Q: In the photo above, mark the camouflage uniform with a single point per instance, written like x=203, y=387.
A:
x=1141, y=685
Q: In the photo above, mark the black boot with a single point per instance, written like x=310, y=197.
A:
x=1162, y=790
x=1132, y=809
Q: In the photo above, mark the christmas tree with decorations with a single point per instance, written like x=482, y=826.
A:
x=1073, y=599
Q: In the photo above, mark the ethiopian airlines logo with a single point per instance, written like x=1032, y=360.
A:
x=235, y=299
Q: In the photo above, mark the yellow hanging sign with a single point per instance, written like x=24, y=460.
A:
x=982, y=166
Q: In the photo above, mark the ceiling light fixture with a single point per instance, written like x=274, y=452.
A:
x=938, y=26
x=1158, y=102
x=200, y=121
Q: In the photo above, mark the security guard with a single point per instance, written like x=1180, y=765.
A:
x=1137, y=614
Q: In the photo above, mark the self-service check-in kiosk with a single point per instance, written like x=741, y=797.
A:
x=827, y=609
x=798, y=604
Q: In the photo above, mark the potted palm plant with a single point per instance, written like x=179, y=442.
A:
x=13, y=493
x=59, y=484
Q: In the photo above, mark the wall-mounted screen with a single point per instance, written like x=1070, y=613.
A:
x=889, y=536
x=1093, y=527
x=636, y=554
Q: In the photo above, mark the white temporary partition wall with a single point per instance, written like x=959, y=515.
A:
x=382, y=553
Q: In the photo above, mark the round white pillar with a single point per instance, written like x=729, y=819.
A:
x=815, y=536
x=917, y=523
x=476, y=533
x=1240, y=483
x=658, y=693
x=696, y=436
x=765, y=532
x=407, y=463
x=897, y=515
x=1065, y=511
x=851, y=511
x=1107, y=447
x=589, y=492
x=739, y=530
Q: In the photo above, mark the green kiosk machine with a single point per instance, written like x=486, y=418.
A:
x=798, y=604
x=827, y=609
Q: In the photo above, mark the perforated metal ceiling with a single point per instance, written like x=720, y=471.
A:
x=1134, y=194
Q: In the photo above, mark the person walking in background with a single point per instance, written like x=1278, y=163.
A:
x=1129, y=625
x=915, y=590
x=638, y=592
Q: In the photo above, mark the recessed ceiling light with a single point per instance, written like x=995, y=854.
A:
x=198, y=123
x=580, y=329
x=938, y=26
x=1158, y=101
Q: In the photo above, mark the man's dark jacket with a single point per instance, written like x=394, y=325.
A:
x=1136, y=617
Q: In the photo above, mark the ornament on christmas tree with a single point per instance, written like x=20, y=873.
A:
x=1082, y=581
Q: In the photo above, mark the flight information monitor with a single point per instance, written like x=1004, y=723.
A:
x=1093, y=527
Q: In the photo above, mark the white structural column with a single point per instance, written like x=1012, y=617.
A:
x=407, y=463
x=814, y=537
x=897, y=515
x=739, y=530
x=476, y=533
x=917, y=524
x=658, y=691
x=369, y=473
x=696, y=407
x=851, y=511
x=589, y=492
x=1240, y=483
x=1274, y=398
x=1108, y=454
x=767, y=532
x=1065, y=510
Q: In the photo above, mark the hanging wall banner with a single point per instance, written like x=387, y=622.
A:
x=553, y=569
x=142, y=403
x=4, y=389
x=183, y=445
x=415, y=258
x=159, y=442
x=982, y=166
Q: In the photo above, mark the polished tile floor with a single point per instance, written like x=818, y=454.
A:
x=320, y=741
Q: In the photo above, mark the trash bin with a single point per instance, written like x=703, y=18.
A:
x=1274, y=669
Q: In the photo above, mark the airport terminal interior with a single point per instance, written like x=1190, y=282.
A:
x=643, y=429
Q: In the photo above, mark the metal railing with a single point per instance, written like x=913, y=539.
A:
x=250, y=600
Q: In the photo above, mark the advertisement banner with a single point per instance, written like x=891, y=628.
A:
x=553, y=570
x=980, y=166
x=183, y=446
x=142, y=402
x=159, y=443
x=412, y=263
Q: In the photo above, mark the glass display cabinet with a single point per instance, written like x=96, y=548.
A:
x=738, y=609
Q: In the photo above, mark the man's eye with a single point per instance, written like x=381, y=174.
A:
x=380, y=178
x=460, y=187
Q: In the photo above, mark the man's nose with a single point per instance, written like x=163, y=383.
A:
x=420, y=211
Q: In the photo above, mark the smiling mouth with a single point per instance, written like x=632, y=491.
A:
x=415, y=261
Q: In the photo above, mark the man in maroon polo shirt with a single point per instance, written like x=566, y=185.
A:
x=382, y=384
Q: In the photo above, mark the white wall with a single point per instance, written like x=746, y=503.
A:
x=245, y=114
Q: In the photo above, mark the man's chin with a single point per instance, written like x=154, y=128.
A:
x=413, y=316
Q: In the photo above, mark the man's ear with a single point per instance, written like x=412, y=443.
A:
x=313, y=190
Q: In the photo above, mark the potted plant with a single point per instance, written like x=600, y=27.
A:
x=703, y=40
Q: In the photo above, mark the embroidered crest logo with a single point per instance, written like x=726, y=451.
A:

What you need to do
Please repeat all of the data above word for word, from start to finish.

Full answer
Q: In the photo above, mark the camouflage uniform with a single point per instance, written like x=203, y=387.
A:
x=1141, y=685
Q: In the photo above, mark the black boot with a single point per instance, written like x=310, y=197.
A:
x=1162, y=790
x=1132, y=809
Q: In the photo above, mark the christmas tree with decorations with a single point per instance, written like x=482, y=826.
A:
x=1073, y=599
Q: In the photo above, mark the ethiopian airlines logo with a single point per instance, written like x=1032, y=360.
A:
x=235, y=299
Q: In the photo above, mark the yellow hanging sign with a single point per instance, written like x=24, y=460.
A:
x=982, y=166
Q: In the photo above, mark the ceiling light fixture with a single point per instance, written like x=274, y=452.
A:
x=938, y=26
x=1158, y=102
x=200, y=121
Q: In the photo above, mark the security guard with a single point per instance, written like x=1180, y=765.
A:
x=1137, y=614
Q: In the photo above, mark the self-service check-in kiosk with a single point per instance, written like x=741, y=797.
A:
x=827, y=609
x=798, y=604
Q: In the photo above, mark the potted palm plant with a single point per instance, written like x=179, y=442.
A:
x=13, y=493
x=59, y=484
Q: In the photo above, mark the wall-mounted screen with a single point per instance, written like x=1070, y=613.
A:
x=889, y=536
x=1093, y=527
x=636, y=554
Q: In the photo above, mark the white temporary partition wall with a single point per instance, written like x=959, y=515.
A:
x=382, y=553
Q: In the photo above, mark the round white pillar with a single point per instance, written like x=729, y=819.
A:
x=815, y=536
x=917, y=523
x=476, y=533
x=1240, y=483
x=658, y=693
x=696, y=436
x=765, y=532
x=407, y=463
x=897, y=515
x=1065, y=511
x=851, y=511
x=1107, y=447
x=589, y=492
x=739, y=530
Q: In the photo above, mark the green kiosk machine with a single point per instance, written like x=486, y=418.
A:
x=798, y=604
x=827, y=609
Q: In the photo above, mark the perforated metal ceiling with a single point per instance, written like x=720, y=471.
A:
x=1134, y=194
Q: In the photo above, mark the person walking in background with a single point per instance, written like x=1278, y=163.
A:
x=1129, y=625
x=915, y=590
x=638, y=592
Q: In the photo above, mark the recessed ceiling light with a single point per instance, written like x=995, y=854.
A:
x=198, y=123
x=580, y=329
x=938, y=26
x=1158, y=101
Q: In the photo above, mark the man's dark jacket with a single point per instance, written like x=394, y=325.
A:
x=1136, y=617
Q: In the photo above, mark the ornament on christmas tree with a single point per instance, written like x=20, y=873.
A:
x=1082, y=581
Q: In the photo above, mark the flight information monitor with a single point per instance, written like x=1004, y=723.
A:
x=1093, y=527
Q: In the photo above, mark the white structural column with a single point per instance, written like x=1012, y=617.
A:
x=407, y=463
x=814, y=537
x=897, y=515
x=739, y=530
x=476, y=533
x=917, y=524
x=658, y=691
x=369, y=473
x=696, y=407
x=851, y=511
x=589, y=492
x=1240, y=483
x=1274, y=398
x=1108, y=454
x=767, y=532
x=1065, y=510
Q: In the photo above, mark the hanging wall banner with a single point per instance, written like x=387, y=622.
A:
x=553, y=569
x=142, y=403
x=4, y=389
x=183, y=445
x=415, y=258
x=159, y=442
x=982, y=166
Q: In the photo above, mark the polished tile floor with a single point per instance, written like x=818, y=454.
A:
x=320, y=741
Q: In the photo above, mark the trash bin with a single point per instance, written like x=703, y=18.
A:
x=1274, y=669
Q: In the photo above, mark the airport terminal interior with a single point per instance, written like x=1190, y=282.
A:
x=643, y=429
Q: In the photo above, mark the metal railing with a single point per instance, written like x=913, y=539.
A:
x=250, y=600
Q: In the photo above, mark the advertisement banner with a single point per instance, written like x=891, y=628.
A:
x=553, y=570
x=980, y=166
x=183, y=446
x=142, y=402
x=159, y=443
x=412, y=263
Q: In the photo above, mark the glass display cabinet with a single point per instance, written like x=96, y=548.
A:
x=738, y=609
Q: In the photo above, mark the man's eye with a single point per instance, written like x=381, y=174.
A:
x=380, y=178
x=460, y=187
Q: In the photo above, mark the man's nose with a single point per instance, written like x=163, y=383.
A:
x=420, y=211
Q: In the photo above, mark the smiling mouth with a single point per instance, written like x=632, y=491.
A:
x=415, y=261
Q: In the photo above, mark the man in maroon polo shirt with a single point per instance, written like x=566, y=185.
A:
x=382, y=384
Q: In the photo above, mark the white wall with a single point per instance, written like x=746, y=503.
A:
x=245, y=114
Q: In the photo above, mark the man's chin with a single point per instance, written like x=154, y=128.
A:
x=413, y=316
Q: In the photo above, mark the man's ear with a single point per instance, written like x=412, y=443.
A:
x=313, y=190
Q: In the photo above, mark the potted plant with a single point per instance, written like x=600, y=27.
A:
x=703, y=40
Q: In the photo above, mark the embroidered crest logo with a single point per instance, written like x=726, y=451.
A:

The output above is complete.